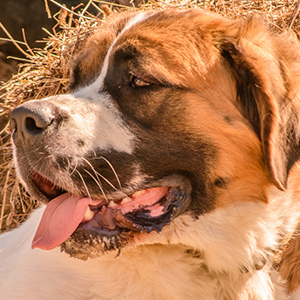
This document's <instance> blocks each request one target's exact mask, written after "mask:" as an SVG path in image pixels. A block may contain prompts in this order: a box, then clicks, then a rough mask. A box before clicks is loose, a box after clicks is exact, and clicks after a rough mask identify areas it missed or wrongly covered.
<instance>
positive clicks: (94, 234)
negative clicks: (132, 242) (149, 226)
mask: <svg viewBox="0 0 300 300" xmlns="http://www.w3.org/2000/svg"><path fill="white" fill-rule="evenodd" d="M137 234H138V235H141V234H146V233H133V232H132V231H127V230H123V229H121V228H117V229H115V230H113V231H111V232H110V233H109V234H108V233H105V235H96V234H95V233H94V234H93V233H91V232H90V231H87V230H85V229H83V228H78V229H77V230H76V231H75V232H74V233H73V234H72V235H71V236H70V237H69V238H68V239H67V240H66V241H65V242H64V243H62V244H61V246H60V248H61V251H63V252H65V253H67V254H68V255H70V256H71V257H74V258H77V259H81V260H87V259H89V258H90V259H94V258H97V257H100V256H102V255H103V254H104V253H108V252H113V251H121V249H122V248H124V247H125V246H126V245H129V244H130V243H131V242H132V241H133V240H134V237H135V235H137ZM110 235H111V236H110ZM116 253H117V252H116Z"/></svg>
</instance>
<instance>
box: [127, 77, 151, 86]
mask: <svg viewBox="0 0 300 300" xmlns="http://www.w3.org/2000/svg"><path fill="white" fill-rule="evenodd" d="M130 84H131V86H132V87H133V88H139V87H145V86H149V85H151V83H150V82H147V81H144V80H142V79H140V78H138V77H136V76H134V75H131V76H130Z"/></svg>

▶ [Problem statement]:
Pull out every line of the records that contains the word "instance", copying each line in full.

▶ [Output for this task]:
This document's <instance> blocks each request one target's exact mask, written after "mask:" as an SVG path in image pixels. A block may contain prompts in this order: a box, then clicks, then a rough mask. A box before clicks is loose, a box after clicks is exact, and clicks after a rough mask identify areas it missed or wrongly covered.
<instance>
</instance>
<instance>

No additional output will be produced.